---- VORLIEGENDER TEXT

50 Jahre Militärputsch in Chile: Allendes Kultur und Brugnolis Werk
Als Textilkünstlerin war Paulina Brugnoli Zeugin des gesellschaftlichen Aufbruchs 1970 in Chile – und des Putsches am 11. September 1973.
Noch heute fehlt jede Spur von dem geometrisch gestalteten Wandteppich, den die Textilkünstlerin Paulina Brugnoli 1972 für die Eröffnung des „Unctad III“- Gebäudes in Santiago de Chile entwarf. Chile war das Gastgeberland der 3. Konferenz der Vereinten Nationen für Handel und Entwicklung.
Der Regierung Präsident Salvador Allendes gelang es in nur 275 Tagen, das emblematische Bauwerk in kollektiver Kraftanstrengung fertigzustellen. Es sollte stellvertretend für den kulturellen Aufbruch unter Allende und der Unidad Popular stehen.

--------
---- DATENSATZAUSZÜGE

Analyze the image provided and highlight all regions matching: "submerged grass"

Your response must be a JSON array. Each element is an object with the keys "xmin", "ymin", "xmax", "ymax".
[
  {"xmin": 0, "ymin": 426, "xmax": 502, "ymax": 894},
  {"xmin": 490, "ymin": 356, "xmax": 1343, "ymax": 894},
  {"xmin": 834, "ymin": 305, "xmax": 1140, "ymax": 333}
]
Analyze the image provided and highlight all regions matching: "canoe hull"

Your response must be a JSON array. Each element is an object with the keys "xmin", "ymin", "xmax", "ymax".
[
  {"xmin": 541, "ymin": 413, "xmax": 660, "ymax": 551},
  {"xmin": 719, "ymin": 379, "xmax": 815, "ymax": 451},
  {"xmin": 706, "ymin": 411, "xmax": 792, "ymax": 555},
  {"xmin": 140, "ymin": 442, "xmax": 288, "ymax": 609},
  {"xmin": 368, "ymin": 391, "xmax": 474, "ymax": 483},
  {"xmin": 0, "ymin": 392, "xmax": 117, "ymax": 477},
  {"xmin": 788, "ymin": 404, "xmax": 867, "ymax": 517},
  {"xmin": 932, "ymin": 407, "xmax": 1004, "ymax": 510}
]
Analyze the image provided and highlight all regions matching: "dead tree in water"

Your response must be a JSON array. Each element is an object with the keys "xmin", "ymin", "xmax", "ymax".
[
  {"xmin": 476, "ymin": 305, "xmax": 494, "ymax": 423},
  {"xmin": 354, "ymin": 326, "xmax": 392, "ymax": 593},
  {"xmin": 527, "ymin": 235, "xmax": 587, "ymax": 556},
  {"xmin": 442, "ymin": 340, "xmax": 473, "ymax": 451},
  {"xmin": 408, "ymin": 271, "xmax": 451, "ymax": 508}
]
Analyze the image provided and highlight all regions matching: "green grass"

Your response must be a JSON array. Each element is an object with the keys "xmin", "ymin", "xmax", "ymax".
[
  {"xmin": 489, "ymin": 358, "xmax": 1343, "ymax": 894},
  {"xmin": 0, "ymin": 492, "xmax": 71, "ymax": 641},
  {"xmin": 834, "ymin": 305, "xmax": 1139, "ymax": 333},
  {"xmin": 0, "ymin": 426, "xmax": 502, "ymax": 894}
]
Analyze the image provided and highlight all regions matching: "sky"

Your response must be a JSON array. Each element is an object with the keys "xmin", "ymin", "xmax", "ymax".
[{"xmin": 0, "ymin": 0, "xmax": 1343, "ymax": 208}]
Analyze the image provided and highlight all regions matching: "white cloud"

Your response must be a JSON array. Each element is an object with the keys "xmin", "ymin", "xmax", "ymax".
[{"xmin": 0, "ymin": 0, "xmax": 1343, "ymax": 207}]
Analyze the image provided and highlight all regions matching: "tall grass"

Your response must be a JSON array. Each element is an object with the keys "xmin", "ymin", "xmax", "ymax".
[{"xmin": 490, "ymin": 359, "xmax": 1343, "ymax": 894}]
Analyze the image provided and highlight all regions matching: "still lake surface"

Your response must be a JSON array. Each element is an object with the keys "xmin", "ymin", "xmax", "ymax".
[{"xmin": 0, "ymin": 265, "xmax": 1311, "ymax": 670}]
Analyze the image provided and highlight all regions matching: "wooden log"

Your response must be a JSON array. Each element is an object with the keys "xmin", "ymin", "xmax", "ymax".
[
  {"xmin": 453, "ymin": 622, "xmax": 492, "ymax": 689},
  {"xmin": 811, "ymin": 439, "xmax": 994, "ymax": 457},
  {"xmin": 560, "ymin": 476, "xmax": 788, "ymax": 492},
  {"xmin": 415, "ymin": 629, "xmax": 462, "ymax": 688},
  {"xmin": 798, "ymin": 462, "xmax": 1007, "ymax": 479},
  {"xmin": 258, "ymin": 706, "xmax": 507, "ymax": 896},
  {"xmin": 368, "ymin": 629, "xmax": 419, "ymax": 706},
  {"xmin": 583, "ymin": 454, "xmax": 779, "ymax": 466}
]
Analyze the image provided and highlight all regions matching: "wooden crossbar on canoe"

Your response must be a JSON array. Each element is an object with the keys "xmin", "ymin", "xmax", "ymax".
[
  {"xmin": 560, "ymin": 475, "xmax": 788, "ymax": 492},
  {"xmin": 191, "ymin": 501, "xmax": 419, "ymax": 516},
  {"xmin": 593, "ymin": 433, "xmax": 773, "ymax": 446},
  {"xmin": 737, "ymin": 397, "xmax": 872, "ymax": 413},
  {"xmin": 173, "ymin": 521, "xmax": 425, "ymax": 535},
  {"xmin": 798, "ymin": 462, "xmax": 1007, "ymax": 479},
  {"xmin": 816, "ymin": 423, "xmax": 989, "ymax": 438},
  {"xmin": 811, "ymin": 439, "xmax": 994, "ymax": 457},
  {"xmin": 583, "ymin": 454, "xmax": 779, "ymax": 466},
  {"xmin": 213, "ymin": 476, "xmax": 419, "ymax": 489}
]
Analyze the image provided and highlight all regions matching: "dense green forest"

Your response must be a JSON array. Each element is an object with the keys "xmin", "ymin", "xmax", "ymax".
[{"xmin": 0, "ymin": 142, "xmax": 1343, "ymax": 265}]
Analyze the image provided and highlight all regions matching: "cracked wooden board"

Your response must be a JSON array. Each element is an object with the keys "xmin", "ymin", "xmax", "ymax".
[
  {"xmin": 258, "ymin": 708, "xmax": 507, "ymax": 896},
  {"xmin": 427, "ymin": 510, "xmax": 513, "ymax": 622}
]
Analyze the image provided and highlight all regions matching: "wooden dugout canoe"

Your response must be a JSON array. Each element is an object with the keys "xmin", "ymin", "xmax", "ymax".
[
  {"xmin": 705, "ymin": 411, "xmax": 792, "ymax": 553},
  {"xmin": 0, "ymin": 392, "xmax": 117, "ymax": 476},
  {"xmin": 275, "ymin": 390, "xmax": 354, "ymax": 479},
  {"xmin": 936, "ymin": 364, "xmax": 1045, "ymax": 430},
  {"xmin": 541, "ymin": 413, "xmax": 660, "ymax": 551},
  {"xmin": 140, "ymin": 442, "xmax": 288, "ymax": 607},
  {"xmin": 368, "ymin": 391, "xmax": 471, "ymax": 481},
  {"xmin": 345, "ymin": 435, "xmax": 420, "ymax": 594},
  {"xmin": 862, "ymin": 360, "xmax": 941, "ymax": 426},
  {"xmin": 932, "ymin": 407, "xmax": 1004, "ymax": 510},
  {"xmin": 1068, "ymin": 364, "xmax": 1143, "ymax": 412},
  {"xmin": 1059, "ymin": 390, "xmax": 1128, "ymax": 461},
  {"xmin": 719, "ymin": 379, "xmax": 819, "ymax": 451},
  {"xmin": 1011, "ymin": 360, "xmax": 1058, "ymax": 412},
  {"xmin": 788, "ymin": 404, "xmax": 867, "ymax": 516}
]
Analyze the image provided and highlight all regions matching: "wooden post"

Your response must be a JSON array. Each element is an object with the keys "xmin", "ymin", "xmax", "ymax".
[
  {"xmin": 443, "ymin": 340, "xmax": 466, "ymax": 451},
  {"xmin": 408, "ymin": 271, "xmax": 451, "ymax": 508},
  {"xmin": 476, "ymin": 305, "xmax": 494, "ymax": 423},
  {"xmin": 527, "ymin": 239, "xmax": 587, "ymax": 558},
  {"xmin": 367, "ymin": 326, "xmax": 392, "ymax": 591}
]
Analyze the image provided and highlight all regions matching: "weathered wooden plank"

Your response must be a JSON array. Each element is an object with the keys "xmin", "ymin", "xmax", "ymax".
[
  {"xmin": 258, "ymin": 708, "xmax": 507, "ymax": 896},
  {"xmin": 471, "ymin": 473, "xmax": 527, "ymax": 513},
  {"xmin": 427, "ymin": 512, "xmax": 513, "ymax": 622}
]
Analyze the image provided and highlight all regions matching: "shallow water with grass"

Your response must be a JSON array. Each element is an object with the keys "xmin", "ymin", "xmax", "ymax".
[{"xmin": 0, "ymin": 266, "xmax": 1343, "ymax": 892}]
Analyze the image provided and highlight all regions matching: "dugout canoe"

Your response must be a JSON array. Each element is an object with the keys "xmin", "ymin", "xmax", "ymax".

--------
---- DATENSATZAUSZÜGE

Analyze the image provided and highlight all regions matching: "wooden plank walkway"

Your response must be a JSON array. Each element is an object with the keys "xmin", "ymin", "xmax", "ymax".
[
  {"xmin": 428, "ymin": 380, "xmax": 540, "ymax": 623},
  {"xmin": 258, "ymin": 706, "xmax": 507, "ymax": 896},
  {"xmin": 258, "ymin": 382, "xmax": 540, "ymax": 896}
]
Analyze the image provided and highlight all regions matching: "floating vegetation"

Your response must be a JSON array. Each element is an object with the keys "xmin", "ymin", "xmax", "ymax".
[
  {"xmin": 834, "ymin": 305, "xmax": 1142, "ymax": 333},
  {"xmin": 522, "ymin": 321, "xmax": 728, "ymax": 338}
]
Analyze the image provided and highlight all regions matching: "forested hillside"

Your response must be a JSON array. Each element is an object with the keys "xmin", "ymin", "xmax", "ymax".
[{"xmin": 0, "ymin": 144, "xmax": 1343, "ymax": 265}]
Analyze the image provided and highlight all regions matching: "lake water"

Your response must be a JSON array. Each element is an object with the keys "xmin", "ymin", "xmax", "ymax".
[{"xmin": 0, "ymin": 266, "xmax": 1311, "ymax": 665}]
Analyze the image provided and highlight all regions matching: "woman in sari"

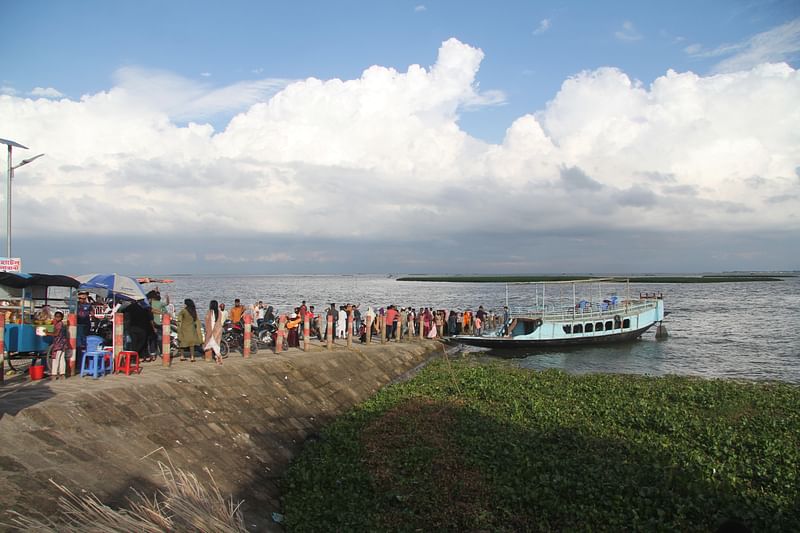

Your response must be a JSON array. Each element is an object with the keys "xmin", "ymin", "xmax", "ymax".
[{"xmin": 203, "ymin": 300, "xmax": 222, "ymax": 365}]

--------

• AUFGABEN:
1 > Suche alle Zeilen der Einträge heraus, in denen die Zeichenfolge „green“ vorkommt, und gib jede davon vollständig wieder. Dabei zählt die Groß- und Kleinschreibung.
2 > Führe den Text über die Textilkünstlerin Paulina Brugnoli und den Militärputsch in Chile im Anschluss an seinen letzten Satz weiter.
Der Text und die Einträge haben unterschiedliche Herkunft.

• ANTWORTEN:
1 >
Analyze the image provided and highlight all regions matching: "green grass"
Analyze the image provided and highlight all regions matching: "dense green forest"

2 >
Auch zahlreiche chilenische Künstlerinnen und Künstler beteiligten sich mit Skulpturen, Wandgemälden, Licht- und Glasinstallationen an dem vielversprechenden Projekt. Unter ihnen auch Paulina Brugnoli. „Ich wurde eingeladen“, sagt sie bei einem Treffen in Santiago. „Und ich bin erschienen, ich hatte sogar meinen kleinen Sohn dabei und sagte zu. Ich habe die Verträge unterschrieben und bin voller Ideen gegangen. Ich hatte zuvor nie etwas so Großes gewebt.“
Im Anschluss an die UN-Konferenz wurde der moderne Bau im Mai 1972 dem Bildungsministerium übertragen. Das Centro Cultural Metropolitana Gabriela Mistral bot nun Bürgerinnen und Bürgern Versammlungs- und Ausstellungsräume, Kinosaal, Bibliothek sowie ein Kasino.
Alles war offen
Lebendig erinnert sich die heute 83-jährige Weberin an die einladende Architektur des Kulturzentrums. „Alles war offen. Du hast die Straße dahinter gesehen und die Gärten. Die Leute gingen ein und aus, besuchten das Kino, die Ausstellungen, das Kasino. Es war schön.“
Paulina Brugnoli
Paulina Brugnoli, 1940 geboren, wuchs in einer bürgerlich-konservativen Familie italienischer Einwanderer in Santiago auf. Gegen den Widerstand ihrer Eltern studierte sie zunächst Malerei, später Tanz an der Universidad de Chile.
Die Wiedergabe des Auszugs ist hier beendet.